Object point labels
>>>>>
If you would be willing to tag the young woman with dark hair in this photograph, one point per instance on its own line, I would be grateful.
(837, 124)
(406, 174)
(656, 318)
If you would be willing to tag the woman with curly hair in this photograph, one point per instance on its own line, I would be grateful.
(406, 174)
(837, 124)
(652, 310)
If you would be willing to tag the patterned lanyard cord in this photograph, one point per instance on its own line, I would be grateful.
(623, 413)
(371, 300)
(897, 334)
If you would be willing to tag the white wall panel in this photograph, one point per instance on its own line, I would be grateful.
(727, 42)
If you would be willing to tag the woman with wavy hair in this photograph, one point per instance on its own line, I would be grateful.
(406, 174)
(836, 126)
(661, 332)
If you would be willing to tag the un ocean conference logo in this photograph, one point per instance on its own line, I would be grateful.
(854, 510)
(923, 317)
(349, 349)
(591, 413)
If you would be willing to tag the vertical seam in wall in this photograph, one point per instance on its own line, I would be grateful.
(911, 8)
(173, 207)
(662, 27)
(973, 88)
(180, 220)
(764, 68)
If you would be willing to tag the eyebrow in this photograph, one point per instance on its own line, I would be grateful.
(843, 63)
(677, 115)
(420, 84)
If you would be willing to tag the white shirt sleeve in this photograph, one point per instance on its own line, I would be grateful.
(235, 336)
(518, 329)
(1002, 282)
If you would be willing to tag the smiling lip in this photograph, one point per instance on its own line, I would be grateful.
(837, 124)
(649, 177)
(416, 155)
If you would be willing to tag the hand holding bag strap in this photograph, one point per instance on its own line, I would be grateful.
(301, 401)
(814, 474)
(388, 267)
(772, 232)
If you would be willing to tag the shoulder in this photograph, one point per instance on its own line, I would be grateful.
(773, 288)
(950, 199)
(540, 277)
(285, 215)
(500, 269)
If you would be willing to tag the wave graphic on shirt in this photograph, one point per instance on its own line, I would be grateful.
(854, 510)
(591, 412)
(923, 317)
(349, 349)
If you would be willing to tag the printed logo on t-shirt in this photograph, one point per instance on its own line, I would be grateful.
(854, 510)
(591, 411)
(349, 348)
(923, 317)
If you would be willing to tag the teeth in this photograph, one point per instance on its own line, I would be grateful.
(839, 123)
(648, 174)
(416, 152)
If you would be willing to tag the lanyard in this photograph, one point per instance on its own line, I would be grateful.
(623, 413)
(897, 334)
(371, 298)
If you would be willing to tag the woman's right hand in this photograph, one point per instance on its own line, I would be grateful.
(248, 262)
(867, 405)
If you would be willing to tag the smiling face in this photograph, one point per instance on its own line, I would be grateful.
<<<<<
[Exercise objective]: Repeat every line of the data, exactly and in full.

[Answer in full]:
If you would be willing to tag the young woman with dark hair in this photograph, one point per instance on its own line, I would be grateful.
(837, 124)
(406, 174)
(656, 318)
If you would be willing to tag the woman with curly hair in this photograph, one point per instance on its own line, I would be grateful.
(406, 174)
(837, 124)
(652, 310)
If you would be willing to tag the patterned lanyard cord in this photograph, one point per instance on its own line, I would be grateful.
(623, 413)
(371, 300)
(897, 334)
If you would be willing to tag the white wall panel in this photograph, one point per instance on its own line, I would be grateful.
(727, 42)
If you would be willing to tag the woman with wavy hair in this photograph, one point per instance on its own line, I would be grateful.
(406, 174)
(836, 126)
(661, 332)
If you would be willing to tag the un ocean conference logo in this photograph, one point per instance on its own line, I would be grateful.
(854, 510)
(923, 317)
(349, 349)
(591, 413)
If you would be willing to tag the vertical seam in wall in this photograph, one point per instance on its own line, I would be grateful.
(911, 8)
(173, 207)
(662, 27)
(973, 88)
(180, 220)
(764, 68)
If you would be willing to tag the eyebrow in this photograph, one point per instance on its own line, I would be grateful.
(843, 63)
(677, 115)
(420, 84)
If you would be willing to tag the white shirt sleeve in this photograph, one point per instance on its own line, I would be grateful.
(235, 336)
(518, 329)
(1002, 282)
If you would be willing to tag the smiling lip in this photograph, one point per instance on its own line, I would be grateful.
(837, 124)
(649, 177)
(416, 155)
If you would be willing to tag the hand holding bag strap in this photograph, one point per instance on its own line, I would be grateful.
(301, 401)
(814, 474)
(388, 267)
(772, 232)
If you would be willing to tag the shoulder in this photograph, one point per instance on its own line, I would be grateful.
(773, 288)
(950, 199)
(540, 277)
(285, 215)
(500, 269)
If you would be willing to tag the wave graphic on shirt in this photograph, one point per instance on its own line, I would be grateful.
(854, 510)
(591, 412)
(923, 317)
(349, 349)
If you would be willing to tag the printed logo on t-shirt in this photograph, one point per instance on its own line, I would be grateful.
(854, 510)
(591, 411)
(349, 348)
(923, 317)
If you would be willing to tag the teeth in this photograph, one point per instance on its own line, I would be grateful.
(839, 123)
(648, 174)
(416, 152)
If you would be willing to tag the lanyard in this photograph, one point per instance on its own line, I would be grateful.
(623, 413)
(897, 334)
(371, 298)
If you would be willing to tag the woman's right hand in this photograph, one point per instance on its own line, I would be grateful.
(248, 262)
(867, 405)
If you would be willing to tag the smiling face in this photograph, one point per instance on its own line, I would be grateful.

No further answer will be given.